Trecho para leitura
Durante e após a Segunda Guerra Mundial as histórias de FC situadas em ambientes de impérios e outros tipos de governos galácticos continuaram a surgir. Uma das mais conhecidas é a de Theodore R. Cogswell, The Specter General, publicada na revista Astounding Science Fiction em junho de 1952. É o que os norte-americanos chamam de novella, maior do que um conto, menor do que um romance.
Capa de H. R. Van Dongen (1952).
Narrada com humor, a história foi considerada uma das melhores do período e incluída na coletânea The Science Fiction Hall of Fame, Volume Two. Apresenta um império estelar que se desintegrou, com os planetas perdendo sua tecnologia e entrando em guerras. Ainda mantêm a capacidade de viagens espaciais, mas não conseguem reparar ou repor suas naves. Um batalhão de manutenção dos Marines Espaciais Imperiais é enviado a um planeta para estabelecer uma base, mas quando a guerra civil explode entre os planetas, ele é esquecido. No entanto, por 500 anos as diferentes gerações de soldados mantêm sua missão, treinando para reparar espaçonaves que jamais aparecem. Eventualmente, surge um Protetorado Galáctico, tentando manter o poder que o Império possuía.

[Registros de rotulagem de localização]
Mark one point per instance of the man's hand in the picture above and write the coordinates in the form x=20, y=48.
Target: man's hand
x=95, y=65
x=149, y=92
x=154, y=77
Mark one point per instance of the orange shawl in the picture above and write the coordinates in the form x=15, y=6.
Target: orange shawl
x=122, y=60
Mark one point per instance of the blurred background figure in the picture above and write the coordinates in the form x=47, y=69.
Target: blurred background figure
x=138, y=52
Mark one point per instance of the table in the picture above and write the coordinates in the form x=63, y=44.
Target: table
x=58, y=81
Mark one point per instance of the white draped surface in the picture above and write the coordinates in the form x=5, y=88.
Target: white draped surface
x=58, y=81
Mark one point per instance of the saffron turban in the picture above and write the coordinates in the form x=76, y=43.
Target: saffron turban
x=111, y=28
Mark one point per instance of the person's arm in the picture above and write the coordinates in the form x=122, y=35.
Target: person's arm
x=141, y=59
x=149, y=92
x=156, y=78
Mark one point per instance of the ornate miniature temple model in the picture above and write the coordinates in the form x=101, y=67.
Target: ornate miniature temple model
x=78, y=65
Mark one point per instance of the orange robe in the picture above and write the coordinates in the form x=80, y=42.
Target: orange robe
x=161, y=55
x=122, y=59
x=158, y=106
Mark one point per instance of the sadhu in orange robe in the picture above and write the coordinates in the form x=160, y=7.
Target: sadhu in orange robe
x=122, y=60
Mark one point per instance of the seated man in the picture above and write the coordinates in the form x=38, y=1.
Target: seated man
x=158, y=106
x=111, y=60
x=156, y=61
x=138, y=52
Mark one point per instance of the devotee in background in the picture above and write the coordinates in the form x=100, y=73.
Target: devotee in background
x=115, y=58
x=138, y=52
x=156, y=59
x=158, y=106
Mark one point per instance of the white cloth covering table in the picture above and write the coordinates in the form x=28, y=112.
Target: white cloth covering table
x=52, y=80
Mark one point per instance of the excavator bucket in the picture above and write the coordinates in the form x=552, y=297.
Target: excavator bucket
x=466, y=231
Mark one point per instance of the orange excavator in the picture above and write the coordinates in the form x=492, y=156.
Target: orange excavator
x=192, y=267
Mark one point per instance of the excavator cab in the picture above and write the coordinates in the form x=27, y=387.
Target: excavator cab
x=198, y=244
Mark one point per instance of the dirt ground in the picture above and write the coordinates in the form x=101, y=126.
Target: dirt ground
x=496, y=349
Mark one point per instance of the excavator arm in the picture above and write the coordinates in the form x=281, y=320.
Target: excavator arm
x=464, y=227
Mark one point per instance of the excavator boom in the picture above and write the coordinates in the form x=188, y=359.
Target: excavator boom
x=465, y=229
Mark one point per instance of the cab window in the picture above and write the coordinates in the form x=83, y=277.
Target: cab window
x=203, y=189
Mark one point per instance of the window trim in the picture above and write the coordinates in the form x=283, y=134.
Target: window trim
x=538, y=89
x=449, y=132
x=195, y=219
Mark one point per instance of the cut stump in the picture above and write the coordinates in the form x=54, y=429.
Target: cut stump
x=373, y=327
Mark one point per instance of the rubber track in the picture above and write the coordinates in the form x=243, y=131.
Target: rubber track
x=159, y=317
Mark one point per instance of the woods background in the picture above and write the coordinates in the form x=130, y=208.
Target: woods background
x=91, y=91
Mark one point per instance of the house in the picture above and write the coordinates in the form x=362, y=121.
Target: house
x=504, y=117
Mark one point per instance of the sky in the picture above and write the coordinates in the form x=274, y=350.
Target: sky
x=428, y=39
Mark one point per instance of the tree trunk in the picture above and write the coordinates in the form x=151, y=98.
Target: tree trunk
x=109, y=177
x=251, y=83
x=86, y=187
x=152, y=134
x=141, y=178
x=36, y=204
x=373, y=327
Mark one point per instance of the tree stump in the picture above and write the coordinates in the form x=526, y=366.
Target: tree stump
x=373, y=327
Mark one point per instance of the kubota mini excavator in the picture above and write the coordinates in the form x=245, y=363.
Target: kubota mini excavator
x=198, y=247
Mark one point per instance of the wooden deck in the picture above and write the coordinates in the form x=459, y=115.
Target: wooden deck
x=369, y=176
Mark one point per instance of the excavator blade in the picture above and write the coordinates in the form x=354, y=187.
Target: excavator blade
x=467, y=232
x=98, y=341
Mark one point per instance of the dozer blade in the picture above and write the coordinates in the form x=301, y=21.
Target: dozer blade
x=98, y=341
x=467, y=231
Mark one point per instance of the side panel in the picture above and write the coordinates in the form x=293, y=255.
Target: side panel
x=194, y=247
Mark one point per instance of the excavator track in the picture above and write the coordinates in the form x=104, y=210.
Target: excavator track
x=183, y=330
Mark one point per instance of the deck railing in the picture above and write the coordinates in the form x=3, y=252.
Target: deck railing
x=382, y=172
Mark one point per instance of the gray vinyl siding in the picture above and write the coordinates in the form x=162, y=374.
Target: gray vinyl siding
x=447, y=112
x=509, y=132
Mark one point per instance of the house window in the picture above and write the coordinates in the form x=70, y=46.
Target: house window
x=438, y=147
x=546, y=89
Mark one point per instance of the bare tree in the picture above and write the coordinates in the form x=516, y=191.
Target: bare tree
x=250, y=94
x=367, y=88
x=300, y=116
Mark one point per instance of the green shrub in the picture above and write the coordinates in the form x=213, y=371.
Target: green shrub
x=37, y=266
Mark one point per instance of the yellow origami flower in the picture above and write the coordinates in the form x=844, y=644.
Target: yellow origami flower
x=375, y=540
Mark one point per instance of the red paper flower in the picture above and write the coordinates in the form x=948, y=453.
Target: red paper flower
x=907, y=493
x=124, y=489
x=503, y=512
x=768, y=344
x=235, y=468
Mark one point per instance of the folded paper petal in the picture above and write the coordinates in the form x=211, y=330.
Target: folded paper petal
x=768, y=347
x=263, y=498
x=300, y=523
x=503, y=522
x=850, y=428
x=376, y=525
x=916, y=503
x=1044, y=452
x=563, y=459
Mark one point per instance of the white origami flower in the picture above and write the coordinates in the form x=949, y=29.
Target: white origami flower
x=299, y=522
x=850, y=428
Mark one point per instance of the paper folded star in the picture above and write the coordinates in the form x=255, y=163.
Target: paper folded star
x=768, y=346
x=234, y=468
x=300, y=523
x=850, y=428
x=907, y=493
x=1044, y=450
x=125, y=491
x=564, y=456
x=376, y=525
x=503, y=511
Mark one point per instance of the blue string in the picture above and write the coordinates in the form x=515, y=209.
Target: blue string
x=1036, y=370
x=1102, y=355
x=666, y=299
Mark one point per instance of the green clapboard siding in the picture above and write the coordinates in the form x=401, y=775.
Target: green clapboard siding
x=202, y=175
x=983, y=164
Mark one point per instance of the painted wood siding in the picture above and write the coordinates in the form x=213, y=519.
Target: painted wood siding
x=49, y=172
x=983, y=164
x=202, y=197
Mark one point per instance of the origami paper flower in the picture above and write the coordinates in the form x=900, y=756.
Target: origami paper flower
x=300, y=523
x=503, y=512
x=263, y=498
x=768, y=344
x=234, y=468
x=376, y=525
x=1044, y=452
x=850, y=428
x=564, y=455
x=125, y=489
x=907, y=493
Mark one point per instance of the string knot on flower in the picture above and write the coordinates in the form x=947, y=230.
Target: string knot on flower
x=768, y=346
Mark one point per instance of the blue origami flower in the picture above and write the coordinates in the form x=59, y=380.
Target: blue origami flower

Conjunto de tarefas
(A) Segundo o texto sobre The Specter General, em que revista e em que mês e ano a história foi publicada?
(B) Prossiga o texto sobre The Specter General a partir da última frase.

Respostas
(A) Na revista Astounding Science Fiction, em junho de 1952.

(B)
As federações e governos semelhantes também continuaram a surgir, como no caso do conto All the Way Back, de Michael Shaara, publicado em 1952 na revista Astounding Science Fiction. Mais exatamente, existe uma referência a um antigo império, ao narrar a história de uma raça que, em algum momento do passado, dominou a galáxia de forma violenta. Expulsos, fugiram para a Terra e tornaram-se os ancestrais da humanidade. Quando os humanos conseguem obter o voo espacial e entram em contato com outras raças, 30 mil anos depois dos eventos iniciais, uma Federação Galáctica os destrói preventivamente, para evitar que a história se repita.
Pattern for Conquest (Capa de William Timmins, 1946).
Ainda antes disso, em 1946, a história de George O. Smith, Pattern for Conquest, publicado em três partes na revista Astounding Science Fiction, mostrava uma federação terráquea combatendo outra federação de alienígenas semelhantes a gatos. Posteriormente, as duas unem-se para combater uma raça que ameaça todas as demais raças da galáxia.
No filme O Dia em que a Terra Parou (The Day the Earth Stood Still, 1951), o alienígena Klaatu também refere-se a uma federação de planetas que observa atentamente as atividades nucleares na Terra. O filme ficou muito conhecido, mas o conceito de uma federação galáctica não foi particularmente desenvolvido.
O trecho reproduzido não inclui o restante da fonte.